= Requirement =
In the entries, find all lines that hold the word "person" and copy them.

= Data supplied =
----

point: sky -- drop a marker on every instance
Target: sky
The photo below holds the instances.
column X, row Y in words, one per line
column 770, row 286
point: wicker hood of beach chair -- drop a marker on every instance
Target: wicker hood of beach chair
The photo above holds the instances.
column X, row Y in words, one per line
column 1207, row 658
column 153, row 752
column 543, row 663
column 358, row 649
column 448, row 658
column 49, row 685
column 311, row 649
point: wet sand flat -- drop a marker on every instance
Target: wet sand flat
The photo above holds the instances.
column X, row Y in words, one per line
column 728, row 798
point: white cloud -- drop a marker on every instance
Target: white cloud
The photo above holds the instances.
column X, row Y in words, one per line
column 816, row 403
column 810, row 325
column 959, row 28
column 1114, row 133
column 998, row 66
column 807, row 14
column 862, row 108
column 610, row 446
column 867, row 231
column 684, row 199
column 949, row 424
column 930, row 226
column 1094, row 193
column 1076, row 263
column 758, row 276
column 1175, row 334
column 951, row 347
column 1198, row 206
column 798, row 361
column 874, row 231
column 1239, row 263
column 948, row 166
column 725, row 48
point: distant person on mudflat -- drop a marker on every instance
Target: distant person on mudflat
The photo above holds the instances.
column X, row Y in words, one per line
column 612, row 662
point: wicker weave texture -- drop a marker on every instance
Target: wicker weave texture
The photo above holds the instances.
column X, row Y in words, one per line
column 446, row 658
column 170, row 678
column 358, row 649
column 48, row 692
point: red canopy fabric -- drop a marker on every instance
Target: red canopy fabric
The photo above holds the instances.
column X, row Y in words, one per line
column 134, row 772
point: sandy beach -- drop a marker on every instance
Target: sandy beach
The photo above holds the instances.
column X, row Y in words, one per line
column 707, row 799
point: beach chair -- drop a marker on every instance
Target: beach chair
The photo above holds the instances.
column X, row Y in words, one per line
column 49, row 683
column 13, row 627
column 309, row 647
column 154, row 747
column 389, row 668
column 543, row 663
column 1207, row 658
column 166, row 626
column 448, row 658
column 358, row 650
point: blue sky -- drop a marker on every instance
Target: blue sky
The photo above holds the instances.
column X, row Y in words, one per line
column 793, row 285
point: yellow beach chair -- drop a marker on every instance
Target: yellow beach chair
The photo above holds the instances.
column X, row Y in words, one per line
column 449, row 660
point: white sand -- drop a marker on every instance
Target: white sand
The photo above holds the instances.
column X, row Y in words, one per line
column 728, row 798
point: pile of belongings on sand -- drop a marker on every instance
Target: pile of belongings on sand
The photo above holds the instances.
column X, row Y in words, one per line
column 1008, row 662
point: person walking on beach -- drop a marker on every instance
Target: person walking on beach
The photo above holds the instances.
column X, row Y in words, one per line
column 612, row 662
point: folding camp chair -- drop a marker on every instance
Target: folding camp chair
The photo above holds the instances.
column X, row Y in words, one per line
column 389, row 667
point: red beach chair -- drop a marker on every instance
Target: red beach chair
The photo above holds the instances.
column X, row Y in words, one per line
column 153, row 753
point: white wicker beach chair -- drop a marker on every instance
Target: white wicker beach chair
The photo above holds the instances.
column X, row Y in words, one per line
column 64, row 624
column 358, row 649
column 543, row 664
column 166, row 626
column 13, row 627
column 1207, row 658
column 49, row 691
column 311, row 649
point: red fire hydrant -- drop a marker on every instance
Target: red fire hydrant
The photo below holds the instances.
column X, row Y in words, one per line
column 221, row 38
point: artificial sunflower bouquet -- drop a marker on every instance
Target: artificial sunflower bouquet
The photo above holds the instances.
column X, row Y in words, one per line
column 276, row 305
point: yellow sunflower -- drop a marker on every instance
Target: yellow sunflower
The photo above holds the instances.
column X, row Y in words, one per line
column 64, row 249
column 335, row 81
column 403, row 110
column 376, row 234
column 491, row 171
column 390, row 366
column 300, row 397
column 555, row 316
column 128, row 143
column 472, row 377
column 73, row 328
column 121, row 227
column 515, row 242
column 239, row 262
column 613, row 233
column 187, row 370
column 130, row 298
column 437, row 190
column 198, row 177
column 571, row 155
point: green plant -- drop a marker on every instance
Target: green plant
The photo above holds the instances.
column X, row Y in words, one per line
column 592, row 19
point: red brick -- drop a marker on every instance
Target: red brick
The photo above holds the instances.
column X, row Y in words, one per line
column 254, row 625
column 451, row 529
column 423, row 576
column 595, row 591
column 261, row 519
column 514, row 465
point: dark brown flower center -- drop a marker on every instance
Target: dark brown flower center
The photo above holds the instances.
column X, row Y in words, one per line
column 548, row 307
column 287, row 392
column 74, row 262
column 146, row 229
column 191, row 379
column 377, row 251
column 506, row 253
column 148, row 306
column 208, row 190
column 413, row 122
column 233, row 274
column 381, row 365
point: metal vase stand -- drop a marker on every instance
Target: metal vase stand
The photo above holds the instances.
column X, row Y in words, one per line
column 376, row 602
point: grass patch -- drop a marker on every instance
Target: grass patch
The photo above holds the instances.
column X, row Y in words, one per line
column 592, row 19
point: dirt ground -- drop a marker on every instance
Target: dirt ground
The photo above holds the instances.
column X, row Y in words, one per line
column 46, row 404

----

= Answer section =
point: distant person on mudflat -- drop a marker on every instance
Target: distant person on mudflat
point: person walking on beach -- drop a marker on every instance
Target: person walking on beach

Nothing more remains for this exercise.